▶ _SELECTION_:
Defuse Difficult Employees

Reining in the drama queens, complainers, bullies and slackers who seem to inhabit every workplace requires the proper approach.

Somewhere along the line, managers and employees inevitably find themselves working alongside what’s charitably known as a “difficult” person. You know the drill: that guy who compulsively disses colleagues behind their backs … the chronic complainer who sucks up co-workers’ time the way a vacuum truck gobbles up sewer sludge … the slacker who doesn’t pull his or her weight and often misses project deadlines … the confrontational bully who steamrolls over more submissive employees.

At best, they become corrosive white noise in the workplace. At worst, they cripple productivity, contribute to employee turnover and deflate workplace morale — especially if managers fail to take action, which happens more often than not.

“At some point, most managers practice what I call psychic management,” says Marie G. McIntyre, a nationally known management consultant, employee coach (www.yourofficecoach.com) and the author of Secrets to Winning at Office Politics: How to Achieve Your Goals and Increase Your Influence at Work. “They think a lot about an employee’s performance problem, but don’t take the next step and talk to them about it … and eventually, they get pretty worked up about it. And when they finally confront it, the conversation tends to not go very well.

“Managers need to learn how to develop a plan for presenting the problem to an employee in a way that actually makes a difference — helps the person understand what the problem is,” she continues. “We assume they know they’re a problem, but they usually don’t. So it’s important for managers to issue an invitation to change. Psychic management is not going to do it.”

In some instances, managers don’t take action because, though it may sound counter-intuitive, challenging employees can also be top performers. As an example, McIntyre points to an employee she supervised years ago who was a very good corporate trainer that consistently received great evaluations from workshop attendees. But the employee also took up an inordinate amount of McIntyre’s and colleagues’ work time by sitting down and complaining at length about personal issues.

So what’s a beleaguered manager to do? McIntyre recommends giving behavioral coaching a try, which requires a specific set of strategic actions aimed at changing the challenging employee’s negative behavior, and creating an environment that helps them do so. Here’s what she suggests:

1. Make the employee aware of the problem. In a non-confrontational, face-to-face meeting, the manager must — without scolding — point out the offensive behavior, keeping in mind that the employee might be blissfully unaware of it. “These challenging employees can get so caught up in their emotions that they truly don’t see reality,” she explains. “Most effective people can choose their behavior … they decide how to act, as opposed to being driven strictly by emotions, such as anger or anxiety. If you want to act that way at home, that’s fine. But it’s not going to work for you in the office.”

▶ _RECORDS SUPPLIED_:
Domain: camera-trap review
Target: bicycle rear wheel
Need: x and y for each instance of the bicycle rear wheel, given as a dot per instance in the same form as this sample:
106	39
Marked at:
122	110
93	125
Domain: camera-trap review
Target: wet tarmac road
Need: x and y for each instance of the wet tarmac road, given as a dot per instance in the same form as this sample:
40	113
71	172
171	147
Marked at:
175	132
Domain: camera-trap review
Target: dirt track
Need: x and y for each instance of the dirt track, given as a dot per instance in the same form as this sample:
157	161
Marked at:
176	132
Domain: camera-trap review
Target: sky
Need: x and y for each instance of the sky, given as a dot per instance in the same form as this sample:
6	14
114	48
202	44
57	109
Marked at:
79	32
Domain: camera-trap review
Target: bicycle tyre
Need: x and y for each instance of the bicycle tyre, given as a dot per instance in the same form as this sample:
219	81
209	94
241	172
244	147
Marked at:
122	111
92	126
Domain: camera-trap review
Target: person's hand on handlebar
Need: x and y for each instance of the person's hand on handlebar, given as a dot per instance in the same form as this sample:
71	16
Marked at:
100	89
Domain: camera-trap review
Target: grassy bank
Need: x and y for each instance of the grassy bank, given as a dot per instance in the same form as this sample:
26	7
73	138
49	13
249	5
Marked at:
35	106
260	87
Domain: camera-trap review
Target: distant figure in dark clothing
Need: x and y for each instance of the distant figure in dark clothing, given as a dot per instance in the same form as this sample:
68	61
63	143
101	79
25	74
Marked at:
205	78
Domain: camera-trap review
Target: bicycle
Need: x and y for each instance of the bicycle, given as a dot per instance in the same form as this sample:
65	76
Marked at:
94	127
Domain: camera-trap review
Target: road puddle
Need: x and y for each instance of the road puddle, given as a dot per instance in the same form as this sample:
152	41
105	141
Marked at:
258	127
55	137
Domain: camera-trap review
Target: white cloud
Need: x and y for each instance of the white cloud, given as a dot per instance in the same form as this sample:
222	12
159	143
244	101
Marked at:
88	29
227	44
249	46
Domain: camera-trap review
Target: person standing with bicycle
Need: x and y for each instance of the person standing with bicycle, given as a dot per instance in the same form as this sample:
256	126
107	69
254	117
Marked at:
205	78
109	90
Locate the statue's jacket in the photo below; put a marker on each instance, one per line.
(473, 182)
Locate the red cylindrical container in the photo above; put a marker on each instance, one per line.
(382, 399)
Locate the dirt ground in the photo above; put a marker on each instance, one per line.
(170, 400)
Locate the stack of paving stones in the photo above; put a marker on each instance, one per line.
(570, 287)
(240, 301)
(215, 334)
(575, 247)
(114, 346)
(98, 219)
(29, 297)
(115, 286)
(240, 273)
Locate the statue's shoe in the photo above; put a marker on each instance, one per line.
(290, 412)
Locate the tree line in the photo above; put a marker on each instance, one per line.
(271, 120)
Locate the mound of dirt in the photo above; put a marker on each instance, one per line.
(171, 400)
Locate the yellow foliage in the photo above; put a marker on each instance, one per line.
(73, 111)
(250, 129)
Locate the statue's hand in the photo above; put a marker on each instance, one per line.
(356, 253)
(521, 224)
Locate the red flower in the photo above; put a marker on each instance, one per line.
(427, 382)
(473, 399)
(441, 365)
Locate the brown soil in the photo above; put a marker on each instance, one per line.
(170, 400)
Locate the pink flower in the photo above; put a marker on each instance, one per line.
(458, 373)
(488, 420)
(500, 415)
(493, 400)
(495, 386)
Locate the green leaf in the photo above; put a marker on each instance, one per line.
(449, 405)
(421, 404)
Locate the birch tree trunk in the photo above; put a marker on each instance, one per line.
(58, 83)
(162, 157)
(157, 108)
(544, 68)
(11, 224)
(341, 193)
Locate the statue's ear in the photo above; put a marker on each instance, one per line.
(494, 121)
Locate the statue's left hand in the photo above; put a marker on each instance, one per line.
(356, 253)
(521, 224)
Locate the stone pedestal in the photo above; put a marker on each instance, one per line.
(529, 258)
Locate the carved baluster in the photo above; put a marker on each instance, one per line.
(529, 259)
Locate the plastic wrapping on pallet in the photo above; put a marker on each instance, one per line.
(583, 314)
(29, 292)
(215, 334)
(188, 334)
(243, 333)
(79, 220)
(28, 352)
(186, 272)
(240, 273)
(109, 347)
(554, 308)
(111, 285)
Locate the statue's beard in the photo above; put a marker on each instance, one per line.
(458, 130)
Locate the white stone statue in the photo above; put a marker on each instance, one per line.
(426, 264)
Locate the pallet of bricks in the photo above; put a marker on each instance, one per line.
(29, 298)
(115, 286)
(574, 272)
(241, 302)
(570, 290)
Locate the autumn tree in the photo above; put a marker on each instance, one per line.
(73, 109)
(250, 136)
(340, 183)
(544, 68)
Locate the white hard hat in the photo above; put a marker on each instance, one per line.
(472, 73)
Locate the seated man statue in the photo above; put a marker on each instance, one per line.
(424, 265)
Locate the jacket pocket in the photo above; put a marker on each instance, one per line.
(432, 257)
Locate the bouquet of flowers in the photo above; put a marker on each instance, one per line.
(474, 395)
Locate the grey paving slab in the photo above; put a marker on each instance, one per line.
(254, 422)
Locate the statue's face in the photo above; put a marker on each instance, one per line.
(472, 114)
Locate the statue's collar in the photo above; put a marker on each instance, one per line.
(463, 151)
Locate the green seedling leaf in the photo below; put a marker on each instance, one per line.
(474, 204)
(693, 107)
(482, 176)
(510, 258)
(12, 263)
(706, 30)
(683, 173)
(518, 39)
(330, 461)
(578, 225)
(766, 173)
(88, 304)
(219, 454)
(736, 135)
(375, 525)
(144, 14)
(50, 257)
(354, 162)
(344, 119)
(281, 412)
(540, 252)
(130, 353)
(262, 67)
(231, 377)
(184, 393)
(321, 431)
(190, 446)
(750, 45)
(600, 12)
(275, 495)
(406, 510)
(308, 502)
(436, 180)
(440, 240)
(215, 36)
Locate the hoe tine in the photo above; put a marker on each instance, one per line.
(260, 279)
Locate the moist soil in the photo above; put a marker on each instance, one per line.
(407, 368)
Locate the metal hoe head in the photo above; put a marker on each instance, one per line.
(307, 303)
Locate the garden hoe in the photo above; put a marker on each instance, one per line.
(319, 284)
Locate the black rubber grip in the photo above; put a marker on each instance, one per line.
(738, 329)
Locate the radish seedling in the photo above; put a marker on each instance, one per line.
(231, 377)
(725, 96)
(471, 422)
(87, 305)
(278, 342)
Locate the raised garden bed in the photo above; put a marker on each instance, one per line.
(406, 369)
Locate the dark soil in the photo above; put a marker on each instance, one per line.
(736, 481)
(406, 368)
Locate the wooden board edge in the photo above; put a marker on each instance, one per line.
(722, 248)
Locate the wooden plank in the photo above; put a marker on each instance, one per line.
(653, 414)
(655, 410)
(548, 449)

▶ _DIRECTION_: Copy word for word the passage of the article on difficult employees between "Defuse Difficult Employees" and "the proper approach.", inclusive. The material can be set aside; the article on difficult employees is all that matters here.

▶ _ANSWER FOR THE TASK_:
Defuse Difficult Employees

Reining in the drama queens, complainers, bullies and slackers who seem to inhabit every workplace requires the proper approach.